### What you are asked to do
Repeat every one of the items below word for word, but leave the pictures out.
####
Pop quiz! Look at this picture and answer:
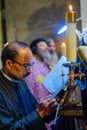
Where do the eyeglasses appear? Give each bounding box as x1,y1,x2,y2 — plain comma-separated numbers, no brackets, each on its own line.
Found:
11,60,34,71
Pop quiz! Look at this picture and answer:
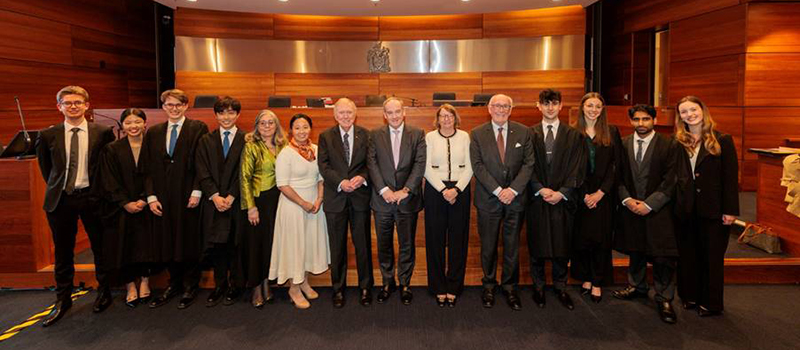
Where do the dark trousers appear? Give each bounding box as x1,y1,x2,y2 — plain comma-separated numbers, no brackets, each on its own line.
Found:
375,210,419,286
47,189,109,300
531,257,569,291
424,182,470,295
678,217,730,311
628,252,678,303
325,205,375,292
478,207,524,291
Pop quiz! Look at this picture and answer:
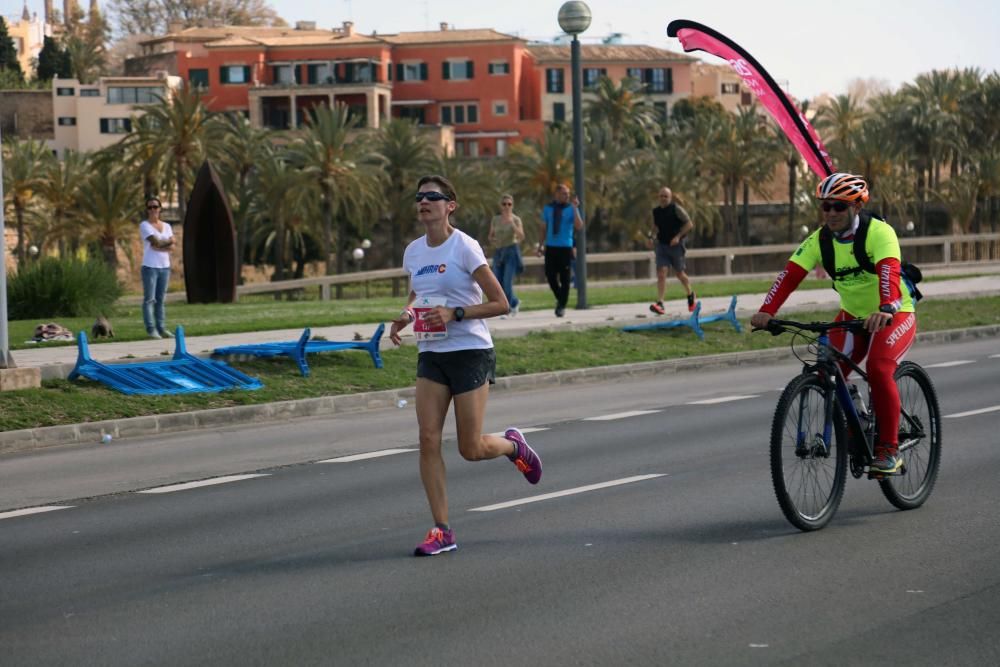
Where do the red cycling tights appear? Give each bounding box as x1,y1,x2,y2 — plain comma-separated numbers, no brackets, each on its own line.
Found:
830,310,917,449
####
### Written answer
Pop quiz! Look at this picture and answer:
Where do the eyeglasses appear? Give each bounding box as x1,y1,x2,y2 — plain comma-separated numbers, no brackets, each on its own line.
Found:
11,60,34,71
Pop quiz! Look at this picture and answer:
Where do the dark trousers appear? Give each bounding box as x1,y1,x2,y2 — plain comma-separated numbers, no brackets, each on its own line.
Found:
375,210,419,286
47,189,109,300
531,257,569,291
424,182,470,295
678,217,730,311
628,252,678,303
325,205,375,292
478,207,524,291
Pop quiz! Look at this picture and answer:
Where do the red cycling tights appear? Give each bounding box as x1,y1,x2,y2 — plain comma-separated numbers, no brackets, each on its own line.
Found:
830,310,917,449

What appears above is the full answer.